# SOURCE INFORMATION

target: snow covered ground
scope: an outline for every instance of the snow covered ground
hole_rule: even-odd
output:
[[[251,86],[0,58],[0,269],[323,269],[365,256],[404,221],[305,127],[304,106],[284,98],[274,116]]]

# ACTIVITY
Gather each line of the listing that holds the string "covered".

# SOLUTION FOR THIS PROBLEM
target: snow covered ground
scope: an outline for every instance of the snow covered ground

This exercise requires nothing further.